Instructions to follow: Exact reproduction of the data is required, with images excluded.

Available data:
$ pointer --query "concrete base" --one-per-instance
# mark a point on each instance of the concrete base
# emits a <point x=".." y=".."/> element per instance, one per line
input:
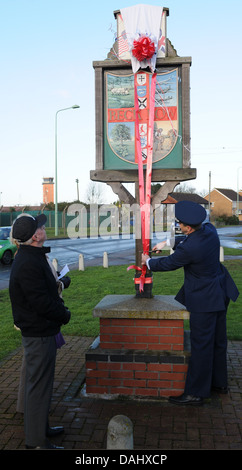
<point x="141" y="351"/>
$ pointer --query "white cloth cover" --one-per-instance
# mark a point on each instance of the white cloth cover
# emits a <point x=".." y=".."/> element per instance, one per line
<point x="142" y="20"/>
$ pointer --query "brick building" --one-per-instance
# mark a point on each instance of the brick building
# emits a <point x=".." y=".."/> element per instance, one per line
<point x="225" y="202"/>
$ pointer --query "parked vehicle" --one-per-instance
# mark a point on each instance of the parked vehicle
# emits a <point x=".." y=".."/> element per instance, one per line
<point x="7" y="249"/>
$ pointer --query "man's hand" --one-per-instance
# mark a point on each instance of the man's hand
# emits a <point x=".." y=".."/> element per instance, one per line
<point x="159" y="246"/>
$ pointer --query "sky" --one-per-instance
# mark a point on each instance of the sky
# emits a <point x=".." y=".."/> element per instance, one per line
<point x="47" y="49"/>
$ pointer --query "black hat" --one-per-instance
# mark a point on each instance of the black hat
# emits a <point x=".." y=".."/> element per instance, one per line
<point x="190" y="213"/>
<point x="25" y="226"/>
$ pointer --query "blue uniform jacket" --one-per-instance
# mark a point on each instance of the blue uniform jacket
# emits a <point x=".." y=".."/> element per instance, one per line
<point x="208" y="286"/>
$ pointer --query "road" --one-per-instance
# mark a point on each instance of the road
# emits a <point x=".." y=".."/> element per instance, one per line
<point x="120" y="250"/>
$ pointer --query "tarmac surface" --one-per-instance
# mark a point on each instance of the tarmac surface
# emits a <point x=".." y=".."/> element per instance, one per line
<point x="159" y="425"/>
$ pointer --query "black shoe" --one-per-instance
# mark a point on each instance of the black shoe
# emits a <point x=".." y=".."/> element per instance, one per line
<point x="186" y="400"/>
<point x="47" y="446"/>
<point x="54" y="431"/>
<point x="222" y="390"/>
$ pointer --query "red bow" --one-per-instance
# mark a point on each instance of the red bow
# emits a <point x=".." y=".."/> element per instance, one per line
<point x="143" y="48"/>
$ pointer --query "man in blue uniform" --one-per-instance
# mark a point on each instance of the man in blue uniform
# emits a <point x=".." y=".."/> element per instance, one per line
<point x="207" y="290"/>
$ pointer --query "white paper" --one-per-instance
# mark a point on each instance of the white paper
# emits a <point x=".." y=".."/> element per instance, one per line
<point x="64" y="271"/>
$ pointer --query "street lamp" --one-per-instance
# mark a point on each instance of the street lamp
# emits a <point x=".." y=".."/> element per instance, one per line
<point x="238" y="190"/>
<point x="75" y="106"/>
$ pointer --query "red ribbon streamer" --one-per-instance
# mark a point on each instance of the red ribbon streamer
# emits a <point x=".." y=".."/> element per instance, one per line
<point x="145" y="193"/>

Exercise solution:
$ pointer --query "concrete base" --one-per-instance
# mark a point on each instance of the concrete base
# emits a <point x=".." y=".."/> element per instance, one per line
input:
<point x="141" y="351"/>
$ pointer --query "white cloth cover" --one-per-instance
# mark a point on each instance of the white cloth cover
# emits a <point x=".." y=".."/> element per instance, one per line
<point x="142" y="20"/>
$ pointer --query "brick building" --one-per-instance
# mark a point on each instance of the brick building
# emits a <point x=".." y=".."/> element per instance, one per line
<point x="225" y="202"/>
$ pointer --query "parked vehicle" --one-per-instance
# mark a point on each instance of the parked vehicle
# emits a <point x=".." y=".."/> element per instance, one per line
<point x="7" y="249"/>
$ pointer --query "man's hand" --one-per-instance
# mark a point on each instance of the man's hand
# emits a <point x=".." y=".."/> element per instance, one per line
<point x="159" y="246"/>
$ pointer --query "sky" --one-per-instance
# mark a point on each instance of the sky
# emits a <point x=".." y=".."/> element per instance, one per line
<point x="47" y="49"/>
$ pointer --query "black hat" --one-per-instance
# mark a point on each instance of the black hat
# emits a <point x=".." y=".."/> element per instance, one per line
<point x="190" y="213"/>
<point x="25" y="226"/>
$ pointer --query "blue uniform jacket" --one-per-instance
# mark a point on each instance of the blue uniform jacket
# emits a <point x=".." y=".."/> element per instance, one per line
<point x="208" y="286"/>
$ pointer --query "road" --one-per-instance
# mark a point on each instance of the road
# emits a <point x=".." y=".."/> element per instance, one per line
<point x="120" y="250"/>
$ pointer --query "tarmac surface" --one-per-instance
# mark a point on each instance of the tarmac surface
# emits a <point x=".." y=".."/> element per instance, one per line
<point x="159" y="425"/>
$ pointer --query "black shoe" --one-per-instance
# mark a point on each instance of the black shoe
# emits a <point x=".." y=".."/> element per instance, one per line
<point x="186" y="400"/>
<point x="47" y="446"/>
<point x="54" y="431"/>
<point x="222" y="390"/>
$ pointer --query "red bow" --one-per-instance
# mark a point on each instance of the red bow
# emits a <point x=".." y=".."/> element per instance, one per line
<point x="143" y="48"/>
$ pointer --query "man in blue uniform" --one-per-instance
# mark a point on each instance of the man in blue uniform
# emits a <point x=".." y=".."/> element per instance, one per line
<point x="207" y="290"/>
$ pointer --query "white paper" --one-per-instance
# mark a point on each instance of the white paper
# emits a <point x=".." y=".."/> element per instance, one per line
<point x="64" y="271"/>
$ pointer --query "street lamp" --one-per-instance
# mark a point on each instance of the street lamp
# emits a <point x=".." y=".."/> element per instance, one per line
<point x="238" y="190"/>
<point x="75" y="106"/>
$ pointer --query "red ribbon streamer" --one-per-instance
# mark a point on each instance of the red ribbon streamer
# emits a <point x=".." y=".."/> element per instance, one per line
<point x="145" y="193"/>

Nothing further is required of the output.